* [Point-based annotation data]:

---*---

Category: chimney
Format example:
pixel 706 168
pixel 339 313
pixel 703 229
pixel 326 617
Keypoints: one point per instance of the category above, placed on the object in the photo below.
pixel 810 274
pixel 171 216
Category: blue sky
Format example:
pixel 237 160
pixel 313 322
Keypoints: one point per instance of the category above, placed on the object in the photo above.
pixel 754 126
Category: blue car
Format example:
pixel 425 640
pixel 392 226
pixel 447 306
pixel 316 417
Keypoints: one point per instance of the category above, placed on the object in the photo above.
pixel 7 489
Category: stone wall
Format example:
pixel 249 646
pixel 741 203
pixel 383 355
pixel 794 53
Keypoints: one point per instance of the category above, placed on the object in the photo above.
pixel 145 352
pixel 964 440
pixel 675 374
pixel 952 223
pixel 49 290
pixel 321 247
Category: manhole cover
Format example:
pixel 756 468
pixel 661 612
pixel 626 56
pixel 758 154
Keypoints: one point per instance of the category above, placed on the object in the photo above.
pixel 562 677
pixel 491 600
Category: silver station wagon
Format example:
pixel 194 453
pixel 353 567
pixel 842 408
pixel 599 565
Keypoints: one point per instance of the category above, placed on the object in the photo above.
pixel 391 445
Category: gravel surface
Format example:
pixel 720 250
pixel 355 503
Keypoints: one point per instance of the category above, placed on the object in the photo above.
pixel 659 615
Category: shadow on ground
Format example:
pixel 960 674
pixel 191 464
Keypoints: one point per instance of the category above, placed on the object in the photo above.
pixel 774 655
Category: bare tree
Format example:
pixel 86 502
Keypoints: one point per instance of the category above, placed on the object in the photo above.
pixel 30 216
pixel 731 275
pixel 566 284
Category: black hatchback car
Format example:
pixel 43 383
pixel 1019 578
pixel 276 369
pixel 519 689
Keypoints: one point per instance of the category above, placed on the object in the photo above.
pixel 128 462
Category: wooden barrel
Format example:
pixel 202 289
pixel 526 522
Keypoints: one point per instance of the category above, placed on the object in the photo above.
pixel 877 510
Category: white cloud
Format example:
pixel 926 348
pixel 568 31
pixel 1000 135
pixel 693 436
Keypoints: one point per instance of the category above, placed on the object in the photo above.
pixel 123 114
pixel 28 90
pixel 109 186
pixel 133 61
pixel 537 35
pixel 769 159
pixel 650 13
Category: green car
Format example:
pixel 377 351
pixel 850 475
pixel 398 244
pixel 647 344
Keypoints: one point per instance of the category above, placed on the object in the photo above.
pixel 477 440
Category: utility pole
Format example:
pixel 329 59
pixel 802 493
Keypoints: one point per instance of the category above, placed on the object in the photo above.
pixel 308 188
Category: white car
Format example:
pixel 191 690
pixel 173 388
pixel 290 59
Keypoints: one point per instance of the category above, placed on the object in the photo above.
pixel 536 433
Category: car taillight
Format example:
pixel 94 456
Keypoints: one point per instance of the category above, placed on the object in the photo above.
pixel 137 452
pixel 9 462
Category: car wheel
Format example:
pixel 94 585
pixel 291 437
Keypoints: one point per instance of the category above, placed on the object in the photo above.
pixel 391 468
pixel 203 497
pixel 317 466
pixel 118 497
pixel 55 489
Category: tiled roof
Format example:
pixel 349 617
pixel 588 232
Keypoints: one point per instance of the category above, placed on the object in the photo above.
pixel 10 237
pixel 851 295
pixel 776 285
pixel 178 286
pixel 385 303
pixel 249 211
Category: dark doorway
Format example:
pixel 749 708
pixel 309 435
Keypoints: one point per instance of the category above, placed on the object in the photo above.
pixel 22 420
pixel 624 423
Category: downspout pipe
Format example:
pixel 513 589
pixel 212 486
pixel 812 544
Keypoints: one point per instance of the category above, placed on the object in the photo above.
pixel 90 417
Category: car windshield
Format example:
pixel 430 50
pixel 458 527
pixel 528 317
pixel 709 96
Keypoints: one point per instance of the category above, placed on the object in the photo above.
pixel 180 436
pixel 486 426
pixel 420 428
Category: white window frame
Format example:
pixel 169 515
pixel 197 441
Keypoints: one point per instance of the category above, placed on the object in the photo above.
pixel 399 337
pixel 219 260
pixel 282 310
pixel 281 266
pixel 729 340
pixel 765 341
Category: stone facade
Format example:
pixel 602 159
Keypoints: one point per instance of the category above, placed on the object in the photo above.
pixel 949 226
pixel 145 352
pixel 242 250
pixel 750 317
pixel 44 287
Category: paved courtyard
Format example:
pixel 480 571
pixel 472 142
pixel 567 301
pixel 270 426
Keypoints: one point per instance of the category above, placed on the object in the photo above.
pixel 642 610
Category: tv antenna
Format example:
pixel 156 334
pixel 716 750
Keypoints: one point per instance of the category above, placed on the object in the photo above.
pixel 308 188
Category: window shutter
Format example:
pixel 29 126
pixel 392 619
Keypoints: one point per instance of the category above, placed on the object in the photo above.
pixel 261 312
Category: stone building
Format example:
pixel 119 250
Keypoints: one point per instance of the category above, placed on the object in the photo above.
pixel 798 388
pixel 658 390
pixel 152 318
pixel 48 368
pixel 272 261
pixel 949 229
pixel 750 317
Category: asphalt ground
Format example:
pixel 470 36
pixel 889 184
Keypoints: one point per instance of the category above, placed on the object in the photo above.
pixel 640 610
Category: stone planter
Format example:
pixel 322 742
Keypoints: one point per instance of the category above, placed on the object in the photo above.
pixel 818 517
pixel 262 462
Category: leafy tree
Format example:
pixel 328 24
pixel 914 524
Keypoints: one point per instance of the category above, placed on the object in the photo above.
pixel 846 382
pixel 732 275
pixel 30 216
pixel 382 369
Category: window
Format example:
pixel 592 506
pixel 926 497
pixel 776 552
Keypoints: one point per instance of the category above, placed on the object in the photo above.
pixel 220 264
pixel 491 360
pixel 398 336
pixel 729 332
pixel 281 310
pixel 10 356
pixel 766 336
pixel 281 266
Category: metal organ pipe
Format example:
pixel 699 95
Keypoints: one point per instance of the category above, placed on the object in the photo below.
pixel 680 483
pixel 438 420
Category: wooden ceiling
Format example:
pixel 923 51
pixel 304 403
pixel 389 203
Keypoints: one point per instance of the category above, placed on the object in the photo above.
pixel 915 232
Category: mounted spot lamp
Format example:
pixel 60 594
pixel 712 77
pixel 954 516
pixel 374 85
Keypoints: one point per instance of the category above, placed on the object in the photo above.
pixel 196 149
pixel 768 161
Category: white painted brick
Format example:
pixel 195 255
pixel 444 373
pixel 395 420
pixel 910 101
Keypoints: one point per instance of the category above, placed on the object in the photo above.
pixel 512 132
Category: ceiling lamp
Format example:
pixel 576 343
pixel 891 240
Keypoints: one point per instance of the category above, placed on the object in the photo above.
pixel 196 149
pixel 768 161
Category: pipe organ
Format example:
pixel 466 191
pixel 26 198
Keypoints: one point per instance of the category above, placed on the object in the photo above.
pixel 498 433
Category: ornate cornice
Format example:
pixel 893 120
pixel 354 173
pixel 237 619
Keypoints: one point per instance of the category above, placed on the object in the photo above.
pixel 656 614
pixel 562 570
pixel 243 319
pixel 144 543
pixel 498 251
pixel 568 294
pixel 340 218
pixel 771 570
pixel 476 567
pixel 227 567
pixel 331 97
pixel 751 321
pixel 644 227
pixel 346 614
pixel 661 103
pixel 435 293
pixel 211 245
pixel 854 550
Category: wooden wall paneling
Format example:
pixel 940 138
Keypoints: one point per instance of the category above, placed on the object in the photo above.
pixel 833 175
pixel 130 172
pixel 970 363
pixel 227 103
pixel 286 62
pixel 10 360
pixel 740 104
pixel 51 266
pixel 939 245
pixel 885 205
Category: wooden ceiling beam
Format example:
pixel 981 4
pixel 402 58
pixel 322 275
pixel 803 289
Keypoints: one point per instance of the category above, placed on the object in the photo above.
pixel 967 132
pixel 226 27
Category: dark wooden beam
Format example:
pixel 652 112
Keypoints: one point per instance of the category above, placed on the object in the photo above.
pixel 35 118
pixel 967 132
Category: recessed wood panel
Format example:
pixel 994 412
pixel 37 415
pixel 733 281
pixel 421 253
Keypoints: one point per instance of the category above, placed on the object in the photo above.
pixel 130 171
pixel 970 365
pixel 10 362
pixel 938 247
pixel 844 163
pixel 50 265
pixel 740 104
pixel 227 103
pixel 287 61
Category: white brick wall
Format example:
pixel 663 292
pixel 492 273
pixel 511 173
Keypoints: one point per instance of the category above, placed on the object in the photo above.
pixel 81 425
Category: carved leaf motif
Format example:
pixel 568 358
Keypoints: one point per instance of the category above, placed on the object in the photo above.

---*---

* [Problem description]:
Please transcribe everything in the records above from the line containing "Category: white brick wall" down to the end of the records, both ends included.

* [Worked solution]:
Category: white brick wall
Format example:
pixel 663 292
pixel 492 273
pixel 511 173
Keypoints: one point per instance of the category above, placed on the object in the photo above.
pixel 81 425
Category: carved leaf motif
Format example:
pixel 568 358
Keypoints: one point per instance of the category above, placed on the object in the photo above.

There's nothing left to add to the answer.